Rows from a pointing dataset

================

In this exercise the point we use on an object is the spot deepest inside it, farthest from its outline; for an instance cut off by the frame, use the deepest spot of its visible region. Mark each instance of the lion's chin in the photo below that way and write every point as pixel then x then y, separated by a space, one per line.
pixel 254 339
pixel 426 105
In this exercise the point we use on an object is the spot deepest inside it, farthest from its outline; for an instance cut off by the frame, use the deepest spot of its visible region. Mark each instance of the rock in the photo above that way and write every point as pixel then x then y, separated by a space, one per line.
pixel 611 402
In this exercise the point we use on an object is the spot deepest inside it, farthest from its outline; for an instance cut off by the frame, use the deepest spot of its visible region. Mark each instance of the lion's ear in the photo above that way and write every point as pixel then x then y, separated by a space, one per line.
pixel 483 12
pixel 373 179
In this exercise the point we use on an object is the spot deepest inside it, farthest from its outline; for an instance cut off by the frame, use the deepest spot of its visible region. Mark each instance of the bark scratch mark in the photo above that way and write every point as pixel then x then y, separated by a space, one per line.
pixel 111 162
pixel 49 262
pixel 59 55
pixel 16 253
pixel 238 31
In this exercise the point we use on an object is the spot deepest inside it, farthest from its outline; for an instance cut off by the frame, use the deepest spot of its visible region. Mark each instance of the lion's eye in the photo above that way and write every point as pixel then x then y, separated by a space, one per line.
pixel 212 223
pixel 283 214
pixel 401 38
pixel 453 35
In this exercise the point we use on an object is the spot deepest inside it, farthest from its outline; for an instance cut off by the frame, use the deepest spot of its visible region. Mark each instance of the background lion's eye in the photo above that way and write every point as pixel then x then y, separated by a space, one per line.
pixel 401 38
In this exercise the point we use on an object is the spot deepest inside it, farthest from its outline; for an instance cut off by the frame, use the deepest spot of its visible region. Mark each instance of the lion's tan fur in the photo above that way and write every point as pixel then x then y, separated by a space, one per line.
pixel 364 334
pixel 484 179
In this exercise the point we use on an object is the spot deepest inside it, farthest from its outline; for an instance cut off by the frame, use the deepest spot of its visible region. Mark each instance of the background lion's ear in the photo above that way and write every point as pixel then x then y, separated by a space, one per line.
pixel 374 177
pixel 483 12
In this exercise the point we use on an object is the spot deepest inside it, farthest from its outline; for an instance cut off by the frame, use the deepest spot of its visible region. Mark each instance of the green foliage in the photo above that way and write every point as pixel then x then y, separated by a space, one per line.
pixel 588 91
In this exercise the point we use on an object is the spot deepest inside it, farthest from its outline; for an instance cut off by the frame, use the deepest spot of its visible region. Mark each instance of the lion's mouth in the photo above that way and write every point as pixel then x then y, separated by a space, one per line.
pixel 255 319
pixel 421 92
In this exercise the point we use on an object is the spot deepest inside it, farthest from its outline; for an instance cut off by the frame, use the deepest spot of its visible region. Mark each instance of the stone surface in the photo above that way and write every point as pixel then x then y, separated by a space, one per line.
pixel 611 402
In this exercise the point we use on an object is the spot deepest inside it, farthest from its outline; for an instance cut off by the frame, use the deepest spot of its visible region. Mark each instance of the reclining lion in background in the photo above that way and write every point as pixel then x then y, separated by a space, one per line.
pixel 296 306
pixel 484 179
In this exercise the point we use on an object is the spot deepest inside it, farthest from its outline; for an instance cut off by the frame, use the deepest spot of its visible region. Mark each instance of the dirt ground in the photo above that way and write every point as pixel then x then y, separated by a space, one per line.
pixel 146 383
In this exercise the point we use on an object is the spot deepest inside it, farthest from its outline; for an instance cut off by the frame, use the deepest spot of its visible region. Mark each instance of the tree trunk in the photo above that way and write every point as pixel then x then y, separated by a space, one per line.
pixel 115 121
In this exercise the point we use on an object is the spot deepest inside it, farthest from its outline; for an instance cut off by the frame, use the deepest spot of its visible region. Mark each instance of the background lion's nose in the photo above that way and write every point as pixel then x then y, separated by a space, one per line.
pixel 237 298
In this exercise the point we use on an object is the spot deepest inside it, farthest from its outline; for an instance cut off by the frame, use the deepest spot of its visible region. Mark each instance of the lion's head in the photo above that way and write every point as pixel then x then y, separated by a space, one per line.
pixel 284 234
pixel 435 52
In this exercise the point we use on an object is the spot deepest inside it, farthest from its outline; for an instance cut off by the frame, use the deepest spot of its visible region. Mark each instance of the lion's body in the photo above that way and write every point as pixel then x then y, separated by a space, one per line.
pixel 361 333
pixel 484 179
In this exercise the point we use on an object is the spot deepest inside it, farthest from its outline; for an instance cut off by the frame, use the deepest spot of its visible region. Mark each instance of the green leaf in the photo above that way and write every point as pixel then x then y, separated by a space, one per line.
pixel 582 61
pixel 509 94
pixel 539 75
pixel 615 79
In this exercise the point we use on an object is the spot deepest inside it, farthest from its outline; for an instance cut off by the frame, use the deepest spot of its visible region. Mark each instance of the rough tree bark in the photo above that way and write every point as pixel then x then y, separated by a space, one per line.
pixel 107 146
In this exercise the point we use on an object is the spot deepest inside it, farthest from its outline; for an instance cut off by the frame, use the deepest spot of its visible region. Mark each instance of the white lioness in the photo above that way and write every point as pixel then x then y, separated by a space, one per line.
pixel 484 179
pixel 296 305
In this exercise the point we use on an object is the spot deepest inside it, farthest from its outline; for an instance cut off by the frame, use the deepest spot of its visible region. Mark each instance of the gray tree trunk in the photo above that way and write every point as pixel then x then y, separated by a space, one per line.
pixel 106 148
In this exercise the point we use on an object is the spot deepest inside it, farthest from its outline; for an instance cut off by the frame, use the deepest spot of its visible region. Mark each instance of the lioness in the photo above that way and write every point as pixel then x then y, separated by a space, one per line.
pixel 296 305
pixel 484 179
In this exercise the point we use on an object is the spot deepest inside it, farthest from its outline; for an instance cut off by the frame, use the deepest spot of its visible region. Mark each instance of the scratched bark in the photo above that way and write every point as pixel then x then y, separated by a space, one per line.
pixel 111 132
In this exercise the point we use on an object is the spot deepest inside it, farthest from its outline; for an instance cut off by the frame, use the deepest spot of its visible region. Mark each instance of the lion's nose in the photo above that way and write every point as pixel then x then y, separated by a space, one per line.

================

Brief
Rewrite everything from the line containing "of the dirt" down to the line containing "pixel 115 121", both included, keeping the wording of each item intact. Multiply every pixel coordinate by 2.6 and round it to a whole number, with halves rounded up.

Solution for this exercise
In this exercise the point we use on an object is the spot deepest inside it, farthest from its outline; for an instance cut off by the frame, use the deepest spot of its visible region. Mark each instance of the dirt ground in the photo above that way and write every point as pixel then x then y, separated by a space, one per line.
pixel 380 996
In this exercise the point we use on an object is the spot deepest inside it, farthest from its outline; for an instance cut off by the frame, use the deepest spot of its visible region. Mark each instance of the tree trunk in the photo above that way and write every point as pixel then x then y, separated by a space, one per line.
pixel 299 315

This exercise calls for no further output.